▸ TRECHO:
O que pode o corpo de uma língua?

A NOÇÃO DE LÍNGUA TOTAL. Narrativas fundadoras se enraízam num sentido que irrompe da linguagem como revelação da verdade imediata. Isso quer dizer, a verdade não mediada, inteiramente entregue, não corrompida e incorruptível: sagrada.

Essa é a noção de língua total: ela não traduz parcialmente o real ou comunica algo de uma realidade inacessível à palavra. Pra si mesma, a língua total é a própria realidade que emerge onde antes havia o informe.

 “Ora, a terra estava vazia e vaga, as trevas cobriam o abismo, e um sopro de Deus agitava a superfície das águas. Deus disse: Haja luz, e houve luz.” Gênesis 1: 2-3.

Nessa percepção ancestral, a língua nativa é com o poder de revelar o sentido e a história no que antes era um mistério terrível, o abismo anterior aos nomes. Daí a ideia de que o texto do Alcorão é mais fidedigno em árabe; o da Cabala, em hebraico etc.

Para Lorenzo Valla, filólogo do séc. 15, o latim era “a saúde do orbe terreno… [que] forneceu o caminho para toda a sabedoria.

(Entradas de dados salvas)

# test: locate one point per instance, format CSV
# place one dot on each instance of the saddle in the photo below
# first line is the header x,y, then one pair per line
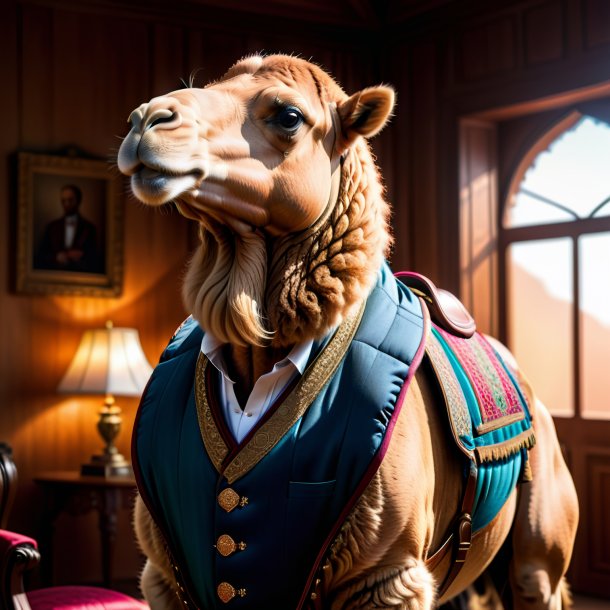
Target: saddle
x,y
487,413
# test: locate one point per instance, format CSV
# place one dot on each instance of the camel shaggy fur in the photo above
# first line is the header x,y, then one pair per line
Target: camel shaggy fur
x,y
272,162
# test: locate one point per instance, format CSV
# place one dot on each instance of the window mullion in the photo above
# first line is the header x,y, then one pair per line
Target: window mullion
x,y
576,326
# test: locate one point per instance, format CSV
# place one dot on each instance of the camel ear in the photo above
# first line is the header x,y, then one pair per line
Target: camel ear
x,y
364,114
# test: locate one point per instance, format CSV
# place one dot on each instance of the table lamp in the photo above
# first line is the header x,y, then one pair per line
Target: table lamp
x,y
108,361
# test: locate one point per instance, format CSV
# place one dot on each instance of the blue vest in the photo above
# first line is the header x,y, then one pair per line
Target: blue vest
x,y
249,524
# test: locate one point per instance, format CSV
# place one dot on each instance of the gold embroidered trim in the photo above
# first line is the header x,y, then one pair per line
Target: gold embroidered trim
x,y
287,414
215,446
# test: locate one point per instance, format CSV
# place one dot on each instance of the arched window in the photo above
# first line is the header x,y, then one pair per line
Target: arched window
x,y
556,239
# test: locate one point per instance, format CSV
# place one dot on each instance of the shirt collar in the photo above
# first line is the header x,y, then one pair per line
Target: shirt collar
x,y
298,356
* * *
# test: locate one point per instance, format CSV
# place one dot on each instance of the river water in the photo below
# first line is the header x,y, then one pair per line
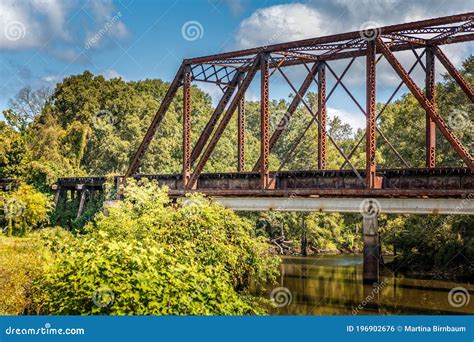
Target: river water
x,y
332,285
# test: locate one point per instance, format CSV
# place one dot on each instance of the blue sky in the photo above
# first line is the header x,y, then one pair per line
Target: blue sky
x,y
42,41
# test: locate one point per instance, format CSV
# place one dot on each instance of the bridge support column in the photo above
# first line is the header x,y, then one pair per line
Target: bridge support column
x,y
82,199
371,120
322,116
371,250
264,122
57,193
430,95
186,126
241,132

▸ ENUNCIADO DA TAREFA:
Repita na íntegra o trecho sobre a noção de língua total, sem alterar coisa alguma.

▸ RESULTADO A SEGUIR:
O que pode o corpo de uma língua?

A NOÇÃO DE LÍNGUA TOTAL. Narrativas fundadoras se enraízam num sentido que irrompe da linguagem como revelação da verdade imediata. Isso quer dizer, a verdade não mediada, inteiramente entregue, não corrompida e incorruptível: sagrada.

Essa é a noção de língua total: ela não traduz parcialmente o real ou comunica algo de uma realidade inacessível à palavra. Pra si mesma, a língua total é a própria realidade que emerge onde antes havia o informe.

 “Ora, a terra estava vazia e vaga, as trevas cobriam o abismo, e um sopro de Deus agitava a superfície das águas. Deus disse: Haja luz, e houve luz.” Gênesis 1: 2-3.

Nessa percepção ancestral, a língua nativa é com o poder de revelar o sentido e a história no que antes era um mistério terrível, o abismo anterior aos nomes. Daí a ideia de que o texto do Alcorão é mais fidedigno em árabe; o da Cabala, em hebraico etc.

Para Lorenzo Valla, filólogo do séc. 15, o latim era “a saúde do orbe terreno… [que] forneceu o caminho para toda a sabedoria.